• DIRECTIONS FOR THIS TASK: Copy the items below word for word, from their first line through the line that contains "POLYGON ((63 531, 91", that line included. Omit the pictures.

• INPUT:
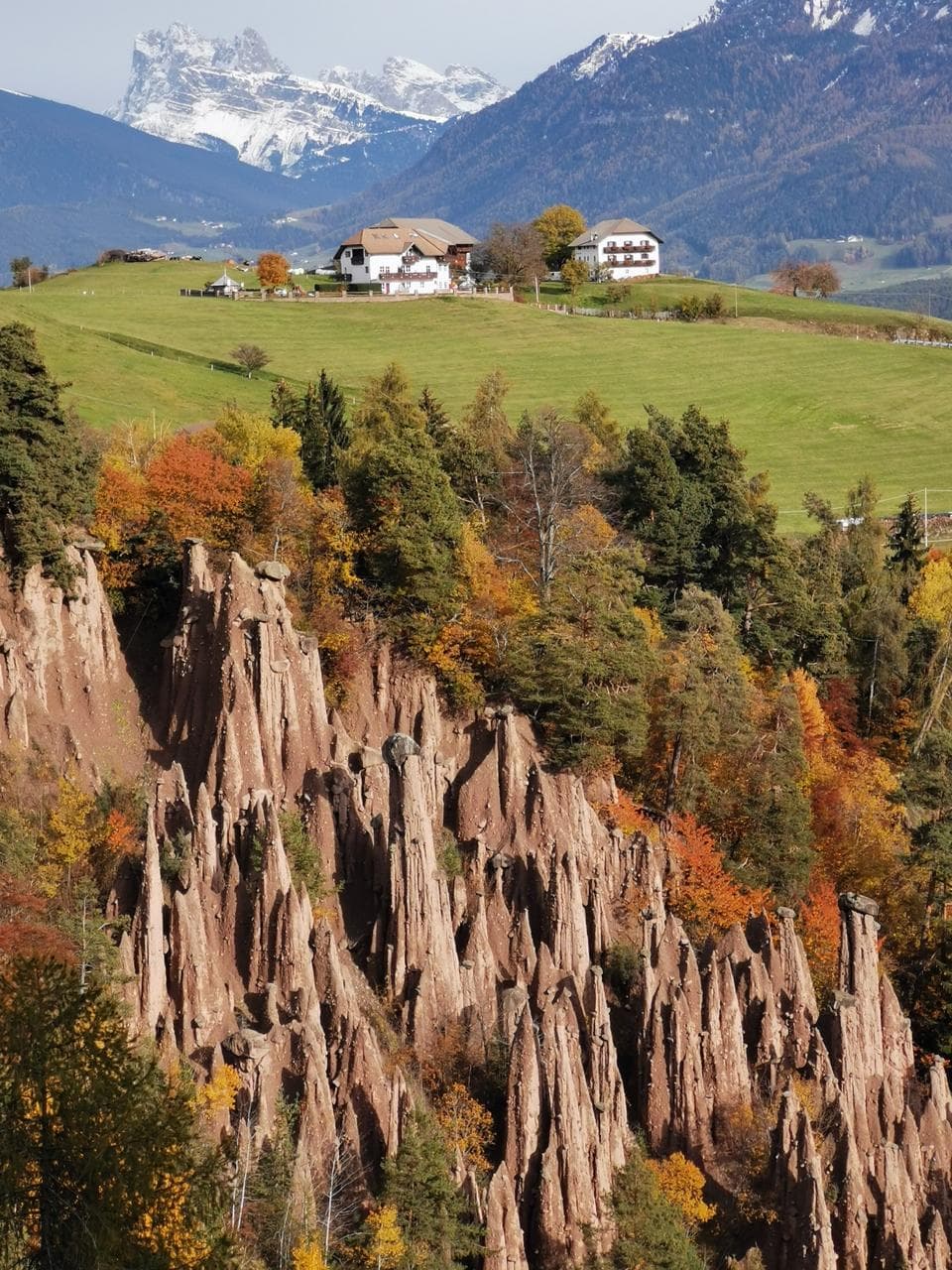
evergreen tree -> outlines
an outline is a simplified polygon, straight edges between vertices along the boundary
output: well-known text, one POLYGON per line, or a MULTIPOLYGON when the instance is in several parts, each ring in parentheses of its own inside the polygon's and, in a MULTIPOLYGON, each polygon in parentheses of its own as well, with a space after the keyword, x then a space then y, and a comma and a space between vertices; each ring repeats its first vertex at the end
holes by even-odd
POLYGON ((63 531, 91 512, 96 460, 62 409, 33 331, 0 326, 0 532, 14 580, 34 564, 69 588, 63 531))
POLYGON ((906 494, 889 537, 890 569, 900 578, 900 599, 908 603, 925 564, 922 516, 915 494, 906 494))
POLYGON ((725 422, 692 406, 679 419, 649 408, 607 474, 623 526, 644 545, 645 577, 671 603, 685 587, 717 596, 746 648, 776 659, 795 643, 781 617, 798 608, 788 549, 777 533, 767 479, 749 478, 725 422), (777 580, 790 593, 777 594, 777 580))
POLYGON ((339 464, 350 444, 344 394, 321 371, 316 384, 308 384, 292 427, 301 434, 301 466, 314 490, 329 489, 339 481, 339 464))
POLYGON ((225 1265, 216 1157, 188 1082, 128 1039, 74 968, 0 973, 0 1250, 5 1265, 212 1270, 225 1265))
POLYGON ((654 657, 647 615, 636 607, 641 564, 623 547, 576 558, 556 578, 542 616, 512 640, 510 691, 559 766, 632 775, 645 747, 654 657))
POLYGON ((300 414, 301 399, 284 380, 278 380, 272 389, 272 423, 275 428, 294 428, 297 431, 300 414))
POLYGON ((703 1270, 684 1218, 665 1199, 641 1147, 632 1151, 612 1193, 617 1223, 614 1247, 608 1256, 613 1270, 651 1266, 652 1270, 703 1270))
POLYGON ((479 513, 484 527, 496 507, 508 466, 506 447, 513 437, 505 414, 508 392, 503 372, 491 371, 476 386, 458 425, 446 429, 442 438, 434 437, 453 489, 466 507, 479 513))
POLYGON ((343 472, 364 579, 397 612, 447 615, 458 585, 462 516, 425 418, 397 367, 368 385, 343 472))
POLYGON ((397 1213, 401 1266, 454 1270, 481 1251, 480 1229, 453 1180, 449 1153, 432 1118, 414 1113, 400 1149, 383 1165, 385 1206, 397 1213))
POLYGON ((437 450, 440 451, 453 428, 449 415, 443 409, 443 403, 430 392, 426 385, 424 385, 418 405, 426 419, 426 434, 437 450))

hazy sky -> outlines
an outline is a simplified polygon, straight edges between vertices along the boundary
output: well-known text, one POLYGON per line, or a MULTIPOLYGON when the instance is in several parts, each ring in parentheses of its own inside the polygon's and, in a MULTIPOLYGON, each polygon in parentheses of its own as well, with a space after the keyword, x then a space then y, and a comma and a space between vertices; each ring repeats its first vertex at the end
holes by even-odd
POLYGON ((4 0, 0 88, 91 110, 126 86, 136 33, 185 22, 206 36, 255 27, 300 75, 340 62, 377 70, 402 53, 442 70, 481 66, 513 86, 608 30, 661 36, 710 0, 4 0), (461 34, 462 33, 462 34, 461 34))

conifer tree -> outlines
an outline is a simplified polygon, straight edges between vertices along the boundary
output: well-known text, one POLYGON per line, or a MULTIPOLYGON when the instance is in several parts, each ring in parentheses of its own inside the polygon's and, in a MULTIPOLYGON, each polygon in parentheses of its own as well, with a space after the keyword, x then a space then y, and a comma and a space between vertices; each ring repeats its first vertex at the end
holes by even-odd
POLYGON ((424 385, 418 405, 426 419, 428 437, 437 450, 442 451, 453 428, 449 415, 443 408, 443 403, 433 395, 428 385, 424 385))
POLYGON ((33 331, 0 326, 0 533, 10 572, 34 564, 69 588, 65 530, 93 507, 96 460, 60 400, 33 331))
POLYGON ((284 380, 278 380, 272 389, 272 423, 275 428, 296 429, 300 413, 301 399, 284 380))
POLYGON ((362 572, 397 612, 449 611, 458 585, 459 505, 399 367, 368 385, 343 472, 362 572))
POLYGON ((890 569, 900 578, 900 598, 908 603, 925 564, 922 517, 915 494, 906 494, 889 537, 890 569))
POLYGON ((480 1252, 480 1231, 466 1212, 443 1135, 416 1111, 400 1149, 383 1165, 383 1205, 397 1213, 413 1270, 456 1270, 480 1252))
POLYGON ((350 444, 344 394, 321 371, 316 384, 308 384, 300 399, 291 425, 301 434, 301 466, 311 489, 336 485, 340 455, 350 444))

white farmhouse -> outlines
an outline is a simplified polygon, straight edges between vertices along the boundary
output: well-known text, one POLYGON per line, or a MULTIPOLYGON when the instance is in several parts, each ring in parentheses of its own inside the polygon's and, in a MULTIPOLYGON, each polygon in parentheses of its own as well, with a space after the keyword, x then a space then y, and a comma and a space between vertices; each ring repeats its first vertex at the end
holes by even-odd
POLYGON ((385 296, 433 296, 468 273, 473 246, 448 221, 391 218, 353 234, 334 260, 345 282, 380 282, 385 296))
POLYGON ((661 243, 637 221, 599 221, 569 245, 576 260, 589 268, 593 281, 650 278, 661 272, 661 243))

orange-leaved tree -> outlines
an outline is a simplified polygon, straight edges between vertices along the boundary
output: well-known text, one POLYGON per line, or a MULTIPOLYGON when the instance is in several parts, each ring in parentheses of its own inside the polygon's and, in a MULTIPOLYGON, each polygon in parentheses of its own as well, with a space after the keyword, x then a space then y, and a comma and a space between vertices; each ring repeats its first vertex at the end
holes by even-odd
POLYGON ((288 281, 291 265, 278 251, 263 251, 258 257, 258 281, 261 290, 272 291, 274 287, 283 287, 288 281))
POLYGON ((223 447, 212 429, 197 436, 180 432, 149 464, 147 495, 174 540, 199 537, 225 549, 239 545, 251 474, 230 464, 223 447))
POLYGON ((811 829, 823 875, 838 890, 859 890, 889 906, 909 852, 899 780, 849 729, 845 715, 834 725, 805 671, 791 678, 803 720, 811 829))

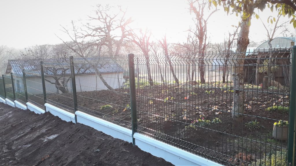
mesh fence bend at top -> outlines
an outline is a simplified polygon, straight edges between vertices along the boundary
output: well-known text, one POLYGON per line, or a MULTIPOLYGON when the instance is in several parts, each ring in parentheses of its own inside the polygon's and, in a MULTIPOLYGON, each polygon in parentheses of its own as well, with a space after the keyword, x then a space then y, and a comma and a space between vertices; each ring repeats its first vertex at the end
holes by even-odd
POLYGON ((74 113, 70 64, 44 62, 47 103, 74 113))
POLYGON ((78 110, 130 128, 127 56, 75 58, 78 110))
POLYGON ((5 91, 6 93, 6 98, 12 101, 15 101, 12 90, 12 85, 10 76, 3 75, 3 80, 4 82, 5 91))
POLYGON ((223 164, 285 163, 290 53, 136 56, 137 131, 223 164))
POLYGON ((40 71, 24 70, 28 101, 45 110, 41 73, 40 71))
POLYGON ((27 101, 23 75, 15 73, 12 73, 12 75, 15 88, 15 100, 25 105, 27 101))

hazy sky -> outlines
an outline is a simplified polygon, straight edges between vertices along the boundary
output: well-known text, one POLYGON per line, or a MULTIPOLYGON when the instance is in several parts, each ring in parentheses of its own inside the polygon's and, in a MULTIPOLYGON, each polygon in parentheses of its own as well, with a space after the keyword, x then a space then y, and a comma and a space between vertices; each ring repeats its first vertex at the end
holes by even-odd
MULTIPOLYGON (((155 38, 166 33, 169 42, 185 40, 184 31, 193 23, 188 5, 182 0, 1 0, 0 45, 22 49, 36 44, 60 43, 55 34, 66 40, 67 38, 60 31, 60 25, 67 26, 72 20, 83 19, 93 10, 93 6, 99 3, 127 8, 127 15, 135 20, 132 27, 147 27, 155 38)), ((233 28, 231 25, 237 25, 239 21, 235 15, 227 16, 222 10, 213 15, 208 25, 212 42, 222 41, 228 30, 233 28)), ((260 15, 266 22, 267 17, 273 14, 267 9, 260 15)), ((265 39, 266 30, 259 20, 252 19, 250 31, 251 40, 260 42, 265 39)))

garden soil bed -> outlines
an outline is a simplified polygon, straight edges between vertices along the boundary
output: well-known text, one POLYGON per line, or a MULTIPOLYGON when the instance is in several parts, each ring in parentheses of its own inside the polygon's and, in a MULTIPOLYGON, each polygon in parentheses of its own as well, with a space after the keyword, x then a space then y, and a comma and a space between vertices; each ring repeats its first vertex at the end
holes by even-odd
POLYGON ((136 146, 48 113, 0 104, 0 165, 170 165, 136 146))
MULTIPOLYGON (((234 93, 232 85, 207 84, 201 87, 193 82, 180 86, 137 88, 138 132, 223 164, 242 164, 239 158, 246 157, 240 154, 248 155, 245 161, 249 163, 263 158, 265 154, 286 150, 286 142, 273 139, 272 132, 274 123, 287 121, 288 113, 267 109, 288 107, 288 88, 280 85, 262 89, 245 85, 243 121, 239 123, 233 120, 231 112, 234 93), (202 118, 208 123, 192 124, 202 118), (213 123, 215 118, 221 121, 213 123), (246 123, 252 121, 258 125, 250 129, 246 123)), ((127 88, 78 92, 78 109, 131 128, 127 88)), ((48 98, 70 107, 71 95, 51 95, 48 98)))

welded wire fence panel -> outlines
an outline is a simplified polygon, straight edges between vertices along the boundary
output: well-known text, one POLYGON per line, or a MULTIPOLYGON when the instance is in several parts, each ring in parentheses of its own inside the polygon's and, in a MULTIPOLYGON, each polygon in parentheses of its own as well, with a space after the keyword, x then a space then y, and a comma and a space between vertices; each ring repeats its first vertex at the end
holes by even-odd
POLYGON ((70 64, 44 62, 43 66, 46 102, 74 113, 70 64))
POLYGON ((22 75, 12 73, 13 82, 15 88, 15 100, 26 105, 26 95, 22 75))
POLYGON ((4 86, 3 86, 3 79, 0 77, 0 97, 5 99, 5 92, 4 92, 4 86))
POLYGON ((40 71, 24 70, 28 102, 45 110, 41 73, 40 71))
POLYGON ((78 110, 131 127, 127 56, 75 58, 78 110))
POLYGON ((4 75, 3 79, 4 79, 4 83, 5 84, 6 98, 11 101, 14 101, 13 92, 12 91, 12 84, 10 76, 4 75))
POLYGON ((284 165, 290 53, 136 55, 137 131, 223 164, 284 165))

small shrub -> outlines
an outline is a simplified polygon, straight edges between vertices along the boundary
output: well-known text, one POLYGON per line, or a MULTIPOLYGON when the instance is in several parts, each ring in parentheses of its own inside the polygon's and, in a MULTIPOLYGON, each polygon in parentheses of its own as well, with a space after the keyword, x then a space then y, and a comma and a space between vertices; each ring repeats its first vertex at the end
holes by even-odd
POLYGON ((277 90, 277 87, 271 86, 268 87, 268 90, 277 90))
POLYGON ((214 93, 215 92, 215 91, 214 91, 214 90, 210 90, 210 91, 206 90, 206 91, 205 91, 205 93, 207 93, 208 94, 210 94, 211 93, 214 93))
POLYGON ((258 160, 252 162, 252 164, 258 166, 285 166, 287 153, 285 151, 277 151, 276 154, 267 154, 265 160, 258 160))
POLYGON ((190 94, 191 95, 193 95, 194 96, 196 95, 196 94, 194 92, 190 92, 190 94))
POLYGON ((276 111, 278 112, 287 113, 289 111, 289 107, 283 107, 281 105, 274 105, 266 109, 269 111, 276 111))
POLYGON ((211 125, 211 121, 210 120, 206 120, 203 118, 201 119, 199 119, 197 120, 194 120, 191 121, 191 123, 189 126, 185 127, 185 128, 196 128, 196 126, 205 126, 211 125))
POLYGON ((105 109, 107 109, 107 108, 112 108, 112 106, 110 104, 107 104, 107 105, 103 105, 101 107, 101 110, 104 110, 105 109))
POLYGON ((244 85, 244 87, 245 89, 260 89, 262 87, 260 86, 257 86, 253 84, 246 84, 244 85))
POLYGON ((168 97, 167 97, 163 100, 164 102, 166 102, 167 101, 168 101, 168 97))
POLYGON ((248 128, 250 130, 255 130, 260 128, 259 125, 259 122, 257 121, 257 120, 250 121, 244 123, 244 126, 248 128))
POLYGON ((222 122, 219 118, 215 118, 213 119, 213 120, 212 121, 212 123, 219 123, 222 122))
POLYGON ((274 125, 279 127, 287 127, 289 122, 286 121, 280 120, 278 122, 274 122, 274 125))

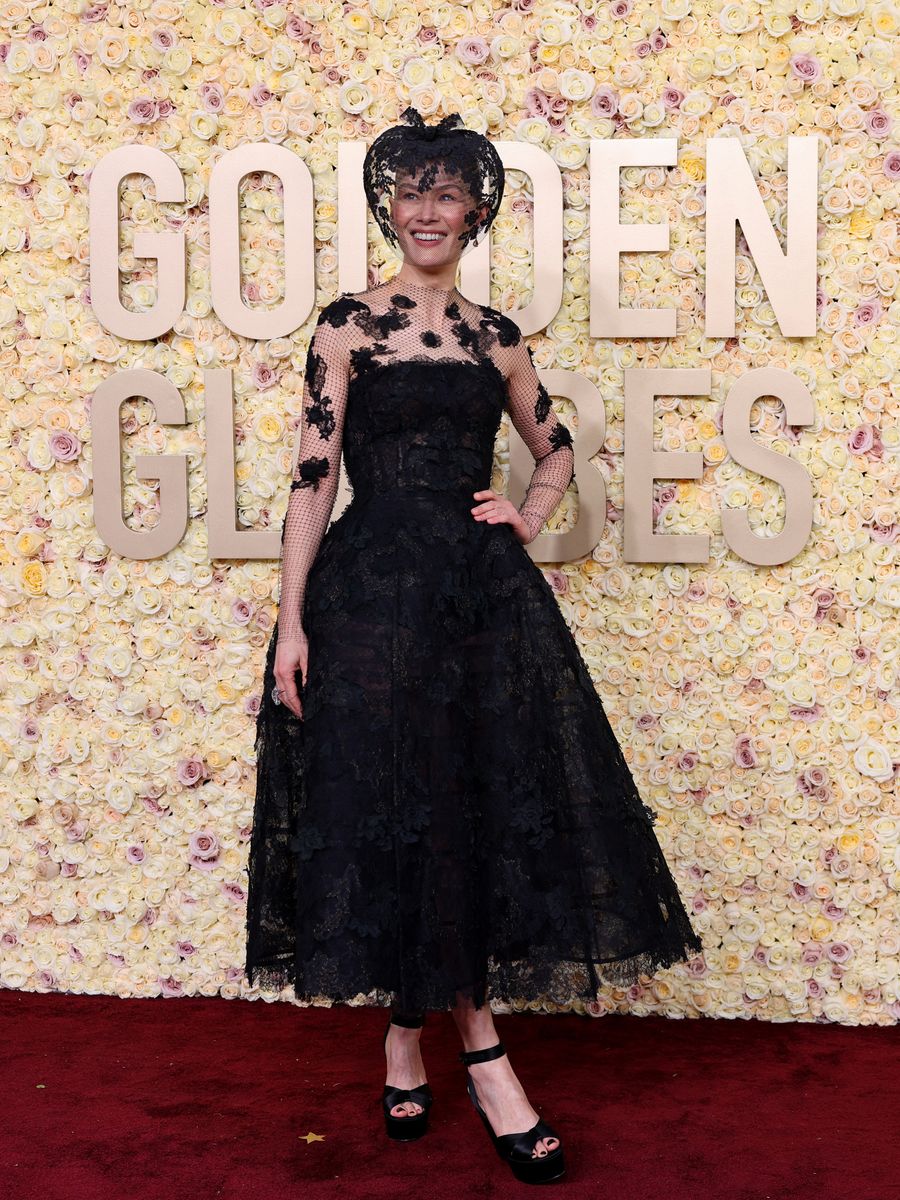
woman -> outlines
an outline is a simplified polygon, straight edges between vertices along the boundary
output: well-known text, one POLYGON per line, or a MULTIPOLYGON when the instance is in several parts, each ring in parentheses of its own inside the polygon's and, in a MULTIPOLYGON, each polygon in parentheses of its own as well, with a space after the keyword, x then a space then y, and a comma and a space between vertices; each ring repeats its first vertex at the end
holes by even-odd
POLYGON ((701 943, 524 550, 571 482, 571 437, 518 326, 455 287, 503 164, 455 113, 402 115, 364 182, 403 264, 328 305, 307 356, 258 721, 247 974, 298 1000, 391 1006, 397 1138, 426 1129, 419 1033, 428 1008, 450 1008, 473 1104, 539 1182, 563 1174, 563 1147, 488 992, 594 998, 599 965, 628 984, 701 943), (504 408, 535 458, 518 509, 490 487, 504 408), (353 500, 325 533, 341 452, 353 500))

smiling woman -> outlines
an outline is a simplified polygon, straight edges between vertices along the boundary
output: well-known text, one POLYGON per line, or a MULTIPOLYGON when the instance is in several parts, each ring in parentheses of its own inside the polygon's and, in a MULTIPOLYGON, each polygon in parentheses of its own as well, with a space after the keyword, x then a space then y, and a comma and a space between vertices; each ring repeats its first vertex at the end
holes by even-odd
POLYGON ((486 203, 478 203, 462 174, 444 163, 404 172, 397 179, 391 220, 403 252, 401 276, 451 288, 460 262, 460 242, 470 217, 484 220, 486 203), (438 178, 436 179, 434 175, 438 178))

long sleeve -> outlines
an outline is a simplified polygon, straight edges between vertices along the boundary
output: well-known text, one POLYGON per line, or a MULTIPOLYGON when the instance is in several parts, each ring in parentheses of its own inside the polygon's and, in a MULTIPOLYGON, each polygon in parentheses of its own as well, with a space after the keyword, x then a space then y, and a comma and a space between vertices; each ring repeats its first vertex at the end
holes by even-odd
POLYGON ((556 512, 575 475, 575 450, 569 430, 553 413, 547 389, 538 378, 532 352, 521 332, 511 348, 506 374, 506 407, 516 430, 535 460, 518 511, 532 540, 556 512))
POLYGON ((282 530, 278 640, 299 637, 306 578, 337 494, 349 356, 343 323, 322 310, 306 354, 300 445, 282 530))

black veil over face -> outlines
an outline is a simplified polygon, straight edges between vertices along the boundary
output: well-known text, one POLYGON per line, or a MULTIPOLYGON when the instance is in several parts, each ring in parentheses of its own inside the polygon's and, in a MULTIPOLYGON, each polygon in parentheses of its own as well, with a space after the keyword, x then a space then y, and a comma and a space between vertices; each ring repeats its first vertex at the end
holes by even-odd
POLYGON ((392 125, 374 139, 362 163, 362 186, 372 215, 382 233, 400 247, 391 220, 391 200, 397 180, 419 176, 420 192, 433 186, 442 172, 455 175, 473 197, 460 234, 461 253, 487 235, 503 199, 503 162, 490 140, 450 113, 437 125, 426 125, 412 104, 401 116, 406 125, 392 125))

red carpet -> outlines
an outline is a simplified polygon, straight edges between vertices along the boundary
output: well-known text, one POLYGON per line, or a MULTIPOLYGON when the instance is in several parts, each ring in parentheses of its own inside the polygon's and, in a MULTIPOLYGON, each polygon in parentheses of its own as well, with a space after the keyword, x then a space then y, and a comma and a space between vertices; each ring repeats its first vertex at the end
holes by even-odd
POLYGON ((487 1140, 449 1013, 407 1145, 377 1103, 382 1009, 0 991, 0 1016, 11 1200, 900 1200, 895 1026, 496 1016, 565 1139, 541 1190, 487 1140))

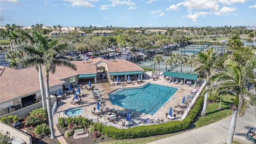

• THE REPLY:
evergreen tree -> outlines
an outline is a simplified polygon, straight edges between vertices along the boundary
output: well-known text, one POLYGON per line, or a MULTIPOLYGON when the instance is in several parts, each ring in parentheses of its own inside the polygon's and, in a MULTIPOLYGON, each polygon in parentheses of its own as well, with a space after the keyword, x then a space then y, and a comma and a space between vertices; each ring repeats its first vertex at the end
holes by even-odd
POLYGON ((63 531, 91 512, 96 460, 62 409, 33 331, 0 326, 0 532, 14 580, 34 564, 69 588, 63 531))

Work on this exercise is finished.